» Written exercise
Return the lines of the items below without any change, beginning at the line that contains "shadowed rock face" and stopping after the final line of the items, and omit the pictures from your answer.

» Region labeling items
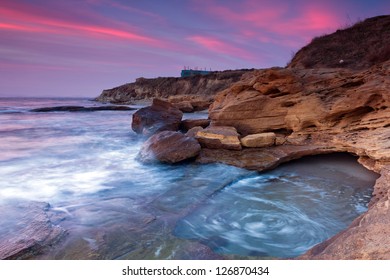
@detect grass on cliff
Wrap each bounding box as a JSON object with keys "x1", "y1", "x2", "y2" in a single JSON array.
[{"x1": 288, "y1": 15, "x2": 390, "y2": 69}]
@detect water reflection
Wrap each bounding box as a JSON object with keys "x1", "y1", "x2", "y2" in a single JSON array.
[{"x1": 0, "y1": 102, "x2": 376, "y2": 259}]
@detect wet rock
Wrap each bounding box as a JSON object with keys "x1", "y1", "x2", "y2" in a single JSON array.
[
  {"x1": 0, "y1": 202, "x2": 65, "y2": 259},
  {"x1": 131, "y1": 99, "x2": 183, "y2": 136},
  {"x1": 180, "y1": 119, "x2": 210, "y2": 131},
  {"x1": 173, "y1": 101, "x2": 194, "y2": 113},
  {"x1": 138, "y1": 131, "x2": 201, "y2": 163},
  {"x1": 195, "y1": 126, "x2": 242, "y2": 150},
  {"x1": 186, "y1": 126, "x2": 203, "y2": 138},
  {"x1": 196, "y1": 143, "x2": 335, "y2": 171},
  {"x1": 241, "y1": 132, "x2": 276, "y2": 148},
  {"x1": 31, "y1": 105, "x2": 134, "y2": 112}
]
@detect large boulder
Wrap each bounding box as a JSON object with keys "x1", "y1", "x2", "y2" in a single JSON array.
[
  {"x1": 195, "y1": 126, "x2": 242, "y2": 150},
  {"x1": 131, "y1": 99, "x2": 183, "y2": 136},
  {"x1": 138, "y1": 131, "x2": 201, "y2": 163}
]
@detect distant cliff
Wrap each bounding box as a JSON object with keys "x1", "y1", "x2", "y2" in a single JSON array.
[
  {"x1": 288, "y1": 15, "x2": 390, "y2": 69},
  {"x1": 96, "y1": 70, "x2": 251, "y2": 103}
]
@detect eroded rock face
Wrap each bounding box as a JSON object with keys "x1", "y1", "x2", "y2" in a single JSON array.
[
  {"x1": 204, "y1": 61, "x2": 390, "y2": 259},
  {"x1": 241, "y1": 132, "x2": 276, "y2": 148},
  {"x1": 180, "y1": 119, "x2": 210, "y2": 131},
  {"x1": 209, "y1": 61, "x2": 390, "y2": 162},
  {"x1": 131, "y1": 99, "x2": 183, "y2": 136},
  {"x1": 195, "y1": 126, "x2": 242, "y2": 150},
  {"x1": 138, "y1": 131, "x2": 201, "y2": 163},
  {"x1": 0, "y1": 202, "x2": 65, "y2": 259}
]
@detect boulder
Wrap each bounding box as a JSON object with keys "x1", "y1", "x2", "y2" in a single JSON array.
[
  {"x1": 241, "y1": 132, "x2": 276, "y2": 148},
  {"x1": 138, "y1": 131, "x2": 201, "y2": 163},
  {"x1": 186, "y1": 126, "x2": 203, "y2": 138},
  {"x1": 173, "y1": 101, "x2": 194, "y2": 113},
  {"x1": 195, "y1": 126, "x2": 242, "y2": 150},
  {"x1": 131, "y1": 99, "x2": 183, "y2": 136},
  {"x1": 180, "y1": 119, "x2": 210, "y2": 131}
]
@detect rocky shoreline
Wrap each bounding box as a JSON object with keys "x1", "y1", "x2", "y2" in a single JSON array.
[
  {"x1": 0, "y1": 16, "x2": 390, "y2": 259},
  {"x1": 133, "y1": 58, "x2": 390, "y2": 259}
]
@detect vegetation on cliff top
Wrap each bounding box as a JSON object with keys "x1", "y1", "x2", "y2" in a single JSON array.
[{"x1": 287, "y1": 15, "x2": 390, "y2": 69}]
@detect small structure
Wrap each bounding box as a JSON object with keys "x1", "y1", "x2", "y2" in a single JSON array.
[{"x1": 180, "y1": 67, "x2": 211, "y2": 78}]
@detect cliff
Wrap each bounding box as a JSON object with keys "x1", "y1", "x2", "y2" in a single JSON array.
[
  {"x1": 288, "y1": 15, "x2": 390, "y2": 69},
  {"x1": 96, "y1": 70, "x2": 250, "y2": 103},
  {"x1": 204, "y1": 16, "x2": 390, "y2": 259}
]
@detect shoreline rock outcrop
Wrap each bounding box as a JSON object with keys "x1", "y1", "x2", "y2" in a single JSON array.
[
  {"x1": 131, "y1": 99, "x2": 183, "y2": 136},
  {"x1": 138, "y1": 131, "x2": 201, "y2": 164},
  {"x1": 203, "y1": 60, "x2": 390, "y2": 259},
  {"x1": 95, "y1": 69, "x2": 251, "y2": 107}
]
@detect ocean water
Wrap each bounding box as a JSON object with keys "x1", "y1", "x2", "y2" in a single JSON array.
[{"x1": 0, "y1": 98, "x2": 378, "y2": 259}]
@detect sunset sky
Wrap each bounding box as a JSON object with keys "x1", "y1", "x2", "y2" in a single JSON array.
[{"x1": 0, "y1": 0, "x2": 390, "y2": 97}]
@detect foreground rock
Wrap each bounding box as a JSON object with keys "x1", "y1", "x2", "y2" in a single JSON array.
[
  {"x1": 138, "y1": 131, "x2": 201, "y2": 163},
  {"x1": 180, "y1": 119, "x2": 210, "y2": 131},
  {"x1": 0, "y1": 202, "x2": 65, "y2": 259},
  {"x1": 31, "y1": 106, "x2": 134, "y2": 112},
  {"x1": 241, "y1": 132, "x2": 276, "y2": 148},
  {"x1": 131, "y1": 99, "x2": 183, "y2": 136},
  {"x1": 195, "y1": 126, "x2": 242, "y2": 150},
  {"x1": 206, "y1": 61, "x2": 390, "y2": 259}
]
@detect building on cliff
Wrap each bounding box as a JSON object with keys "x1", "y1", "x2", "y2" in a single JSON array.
[{"x1": 180, "y1": 67, "x2": 211, "y2": 78}]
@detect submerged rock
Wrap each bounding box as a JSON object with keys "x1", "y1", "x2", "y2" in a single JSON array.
[
  {"x1": 31, "y1": 105, "x2": 134, "y2": 112},
  {"x1": 138, "y1": 131, "x2": 201, "y2": 163},
  {"x1": 0, "y1": 202, "x2": 65, "y2": 259},
  {"x1": 195, "y1": 126, "x2": 242, "y2": 150},
  {"x1": 131, "y1": 99, "x2": 183, "y2": 136}
]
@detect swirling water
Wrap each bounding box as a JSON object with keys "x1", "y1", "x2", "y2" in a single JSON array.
[{"x1": 0, "y1": 99, "x2": 377, "y2": 259}]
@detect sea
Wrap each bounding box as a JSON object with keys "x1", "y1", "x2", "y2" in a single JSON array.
[{"x1": 0, "y1": 98, "x2": 378, "y2": 259}]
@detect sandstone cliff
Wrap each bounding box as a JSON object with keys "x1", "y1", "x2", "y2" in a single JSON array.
[
  {"x1": 204, "y1": 58, "x2": 390, "y2": 259},
  {"x1": 96, "y1": 70, "x2": 250, "y2": 103}
]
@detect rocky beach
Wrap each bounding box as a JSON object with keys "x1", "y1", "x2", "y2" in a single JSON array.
[
  {"x1": 98, "y1": 16, "x2": 390, "y2": 259},
  {"x1": 0, "y1": 16, "x2": 390, "y2": 260}
]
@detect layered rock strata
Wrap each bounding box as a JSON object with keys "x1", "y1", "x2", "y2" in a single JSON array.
[
  {"x1": 204, "y1": 61, "x2": 390, "y2": 259},
  {"x1": 131, "y1": 99, "x2": 183, "y2": 136},
  {"x1": 138, "y1": 131, "x2": 201, "y2": 164},
  {"x1": 96, "y1": 70, "x2": 250, "y2": 106}
]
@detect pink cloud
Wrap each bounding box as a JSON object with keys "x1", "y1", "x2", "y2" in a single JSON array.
[
  {"x1": 200, "y1": 0, "x2": 339, "y2": 45},
  {"x1": 187, "y1": 35, "x2": 253, "y2": 59},
  {"x1": 0, "y1": 5, "x2": 164, "y2": 46}
]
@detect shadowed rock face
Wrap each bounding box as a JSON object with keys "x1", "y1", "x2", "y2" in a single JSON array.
[
  {"x1": 138, "y1": 131, "x2": 201, "y2": 163},
  {"x1": 204, "y1": 61, "x2": 390, "y2": 259},
  {"x1": 96, "y1": 70, "x2": 249, "y2": 104},
  {"x1": 131, "y1": 99, "x2": 183, "y2": 136},
  {"x1": 0, "y1": 202, "x2": 65, "y2": 259}
]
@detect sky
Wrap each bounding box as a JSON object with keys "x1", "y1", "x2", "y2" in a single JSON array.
[{"x1": 0, "y1": 0, "x2": 390, "y2": 97}]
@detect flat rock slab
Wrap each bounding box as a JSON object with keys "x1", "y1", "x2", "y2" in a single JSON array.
[
  {"x1": 0, "y1": 202, "x2": 65, "y2": 259},
  {"x1": 196, "y1": 145, "x2": 335, "y2": 171},
  {"x1": 195, "y1": 126, "x2": 242, "y2": 150},
  {"x1": 241, "y1": 132, "x2": 276, "y2": 148},
  {"x1": 131, "y1": 99, "x2": 183, "y2": 136},
  {"x1": 138, "y1": 131, "x2": 201, "y2": 163}
]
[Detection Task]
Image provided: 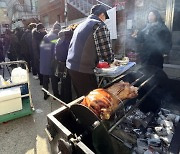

» Exercise result
@detect shadowed rock face
Wrap each bounding box as a JSON object with keys "x1", "y1", "x2", "y2" in a single JSON array.
[
  {"x1": 138, "y1": 131, "x2": 201, "y2": 163},
  {"x1": 204, "y1": 61, "x2": 390, "y2": 259},
  {"x1": 96, "y1": 70, "x2": 249, "y2": 104},
  {"x1": 131, "y1": 99, "x2": 183, "y2": 136},
  {"x1": 0, "y1": 202, "x2": 65, "y2": 259}
]
@detect sky
Wrap each bounding box as a JSON object with keys "x1", "y1", "x2", "y2" in a single JSON array.
[{"x1": 0, "y1": 0, "x2": 390, "y2": 97}]
@detect flat rock slab
Wrap each bounding box as a JSON object with keys "x1", "y1", "x2", "y2" in a single JSON array.
[
  {"x1": 0, "y1": 202, "x2": 65, "y2": 259},
  {"x1": 196, "y1": 145, "x2": 335, "y2": 171},
  {"x1": 195, "y1": 126, "x2": 242, "y2": 150},
  {"x1": 241, "y1": 132, "x2": 276, "y2": 148},
  {"x1": 131, "y1": 99, "x2": 183, "y2": 136},
  {"x1": 138, "y1": 131, "x2": 201, "y2": 163}
]
[Detection Task]
Image provided: 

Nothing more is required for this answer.